* BEGIN Extract to read *

Anyone who thinks dieting is a temporary state is doomed; it's easy to
categorize that as a delusion.

Your mind has a natural anxiety about breaking habits (it's rather
superstitious) and also a natural aversion to putting effort into anything.
That's why it's so easy to do something when you have enthusiasm for it and so
hard once the enthusiasm wears off: enthusiasm is essentially excitement based
on the belief that something will generate positive results. I don't know why
enthusiasm seems to peak quickly and then die off, but I treat it as an
opportunity to form new habits and to educate myself through experiences that
would be difficult to bring about otherwise because of my natural laziness.
Most long-lasting changes in my life are the residual effects of waves of
enthusiasm that carried me for a while and then subsided. I've never been able
to make changes strictly incrementally; it's always three steps forward and
one step back (which I guess is that .5 stone you're talking about.)

------
xavoy
Irrespective of the legitimacy of this study, it does make a lot of sense. You
see a lot of people trying to turn their life around, especially around the
new year. Eating healthier foods, doing more exercise, cutting back on alcohol
or smoking. You see them a couple of weeks later and the stress levels caused
by this amount of change is causing more damage than the unhealthy habits they
are trying to break. You see them a month later and they are back to their old
habits, and sometimes with a vengeance.

* END Extract to read *

[What is required] Copy out the forum discussion about enthusiasm and changing habits word for word, from start to finish.

* BEGIN Extracted information *

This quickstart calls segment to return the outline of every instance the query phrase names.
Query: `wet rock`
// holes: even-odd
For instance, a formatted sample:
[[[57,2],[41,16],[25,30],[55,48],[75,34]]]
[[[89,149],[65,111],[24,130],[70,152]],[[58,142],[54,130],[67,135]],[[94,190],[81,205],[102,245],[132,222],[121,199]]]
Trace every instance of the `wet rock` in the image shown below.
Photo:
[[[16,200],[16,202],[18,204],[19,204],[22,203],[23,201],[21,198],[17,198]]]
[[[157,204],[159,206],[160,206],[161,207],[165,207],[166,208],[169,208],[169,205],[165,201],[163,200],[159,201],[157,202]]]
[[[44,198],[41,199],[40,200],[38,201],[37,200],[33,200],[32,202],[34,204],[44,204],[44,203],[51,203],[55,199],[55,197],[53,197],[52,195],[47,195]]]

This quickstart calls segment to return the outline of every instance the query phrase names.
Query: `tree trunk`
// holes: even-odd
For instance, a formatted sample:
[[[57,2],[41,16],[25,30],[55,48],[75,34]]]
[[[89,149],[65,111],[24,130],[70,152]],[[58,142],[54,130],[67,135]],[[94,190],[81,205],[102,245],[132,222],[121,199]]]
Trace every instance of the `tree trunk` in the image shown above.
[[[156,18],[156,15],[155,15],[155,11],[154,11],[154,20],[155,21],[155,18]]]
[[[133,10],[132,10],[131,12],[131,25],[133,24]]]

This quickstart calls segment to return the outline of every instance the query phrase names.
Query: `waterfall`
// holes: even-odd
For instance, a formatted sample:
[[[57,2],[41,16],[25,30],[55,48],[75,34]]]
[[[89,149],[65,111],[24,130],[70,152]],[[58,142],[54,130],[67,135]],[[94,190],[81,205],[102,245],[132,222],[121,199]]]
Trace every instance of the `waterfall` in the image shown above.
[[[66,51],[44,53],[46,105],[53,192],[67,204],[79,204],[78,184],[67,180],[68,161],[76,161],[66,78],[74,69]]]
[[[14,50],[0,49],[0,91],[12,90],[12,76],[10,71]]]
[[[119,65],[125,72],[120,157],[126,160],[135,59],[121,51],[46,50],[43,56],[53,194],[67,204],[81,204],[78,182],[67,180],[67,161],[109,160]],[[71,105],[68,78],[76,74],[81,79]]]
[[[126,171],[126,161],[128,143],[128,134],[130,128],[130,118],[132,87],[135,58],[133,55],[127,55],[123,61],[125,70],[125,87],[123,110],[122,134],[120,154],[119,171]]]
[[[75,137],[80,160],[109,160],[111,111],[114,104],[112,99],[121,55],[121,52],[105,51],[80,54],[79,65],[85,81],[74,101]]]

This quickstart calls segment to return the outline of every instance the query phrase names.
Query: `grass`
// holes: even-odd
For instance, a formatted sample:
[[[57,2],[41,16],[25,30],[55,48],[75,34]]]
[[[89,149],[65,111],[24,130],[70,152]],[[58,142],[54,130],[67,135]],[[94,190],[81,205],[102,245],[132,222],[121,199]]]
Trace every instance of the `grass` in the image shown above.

* END Extracted information *

[Response to this task]
Anyone who thinks dieting is a temporary state is doomed; it's easy to
categorize that as a delusion.

Your mind has a natural anxiety about breaking habits (it's rather
superstitious) and also a natural aversion to putting effort into anything.
That's why it's so easy to do something when you have enthusiasm for it and so
hard once the enthusiasm wears off: enthusiasm is essentially excitement based
on the belief that something will generate positive results. I don't know why
enthusiasm seems to peak quickly and then die off, but I treat it as an
opportunity to form new habits and to educate myself through experiences that
would be difficult to bring about otherwise because of my natural laziness.
Most long-lasting changes in my life are the residual effects of waves of
enthusiasm that carried me for a while and then subsided. I've never been able
to make changes strictly incrementally; it's always three steps forward and
one step back (which I guess is that .5 stone you're talking about.)

------
xavoy
Irrespective of the legitimacy of this study, it does make a lot of sense. You
see a lot of people trying to turn their life around, especially around the
new year. Eating healthier foods, doing more exercise, cutting back on alcohol
or smoking. You see them a couple of weeks later and the stress levels caused
by this amount of change is causing more damage than the unhealthy habits they
are trying to break. You see them a month later and they are back to their old
habits, and sometimes with a vengeance.